Task goal =>
Set every entry down again precisely.

==================================================

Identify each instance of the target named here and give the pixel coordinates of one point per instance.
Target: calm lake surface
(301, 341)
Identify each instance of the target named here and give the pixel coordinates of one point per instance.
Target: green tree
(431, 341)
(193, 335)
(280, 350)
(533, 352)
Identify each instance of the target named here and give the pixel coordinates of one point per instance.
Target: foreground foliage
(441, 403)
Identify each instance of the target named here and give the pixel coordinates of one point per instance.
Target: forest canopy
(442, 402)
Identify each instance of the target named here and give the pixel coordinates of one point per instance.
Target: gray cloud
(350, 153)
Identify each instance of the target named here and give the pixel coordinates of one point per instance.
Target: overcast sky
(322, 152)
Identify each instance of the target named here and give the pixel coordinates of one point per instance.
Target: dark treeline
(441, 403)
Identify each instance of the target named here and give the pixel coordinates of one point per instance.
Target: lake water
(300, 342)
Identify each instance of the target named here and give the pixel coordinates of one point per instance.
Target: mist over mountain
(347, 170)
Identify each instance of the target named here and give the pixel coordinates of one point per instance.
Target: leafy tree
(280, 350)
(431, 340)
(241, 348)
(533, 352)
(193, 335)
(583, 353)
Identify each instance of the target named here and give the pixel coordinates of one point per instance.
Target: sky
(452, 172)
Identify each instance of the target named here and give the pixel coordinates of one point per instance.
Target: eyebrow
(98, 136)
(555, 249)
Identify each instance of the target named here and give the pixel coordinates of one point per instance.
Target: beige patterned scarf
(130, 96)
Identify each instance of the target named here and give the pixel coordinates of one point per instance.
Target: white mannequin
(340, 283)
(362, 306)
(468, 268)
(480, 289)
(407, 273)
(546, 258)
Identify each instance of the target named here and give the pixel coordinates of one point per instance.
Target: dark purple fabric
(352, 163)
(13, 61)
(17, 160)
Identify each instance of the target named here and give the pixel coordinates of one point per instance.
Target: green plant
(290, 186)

==================================================

Output of the task =>
Identify each instance of the target named here and give the pixel coordinates of one point per instance.
Target: calm lake surface
(301, 341)
Identify each instance of the target named here and give the pixel coordinates of one point per instance.
Target: green tree
(431, 341)
(193, 335)
(280, 350)
(533, 352)
Identify each instance of the target named here and give the pixel coordinates of one point per instance.
Target: foreground foliage
(441, 403)
Identify each instance of the target named here and give the pixel coordinates of one point per instance.
Target: forest canopy
(442, 402)
Identify each instance of the target named here and give the pixel coordinates of one point per instance.
Target: gray cloud
(350, 153)
Identify each instance of the target named here and give the pixel coordinates of one point per instance.
Target: overcast sky
(322, 152)
Identify each instance of the target named here and give the pixel coordinates of one point per instance.
Target: dark treeline
(441, 403)
Identify each instance of the target named here and give the pixel coordinates of one point per instance.
Target: lake water
(300, 342)
Identify each instance of the target named here and give the pixel coordinates of one point per instance.
Target: mist over mountain
(347, 170)
Identify each instance of the target named here and give the pixel coordinates of one point per instance.
Target: leafy tree
(280, 350)
(431, 340)
(241, 348)
(533, 352)
(193, 335)
(583, 353)
Identify each instance of the target named here and give the pixel coordinates of one point per instance.
Target: sky
(452, 172)
Identify each instance of the target named here and give the pixel coordinates of one point per instance.
Target: eyebrow
(98, 136)
(555, 249)
Identify each instance of the target named here and give the pixel coordinates of one point per instance.
Target: beige patterned scarf
(130, 96)
Identify each instance of the target named here and give the pixel coordinates of one point per instance.
Target: white mannequin
(340, 283)
(362, 306)
(468, 268)
(480, 289)
(407, 273)
(546, 258)
Identify each instance of the target named here and give the pixel coordinates of one point per instance.
Target: dark purple fabric
(352, 163)
(13, 61)
(17, 160)
Identify each instance of the target named here and give the pixel coordinates of one point per instance.
Target: green plant
(290, 186)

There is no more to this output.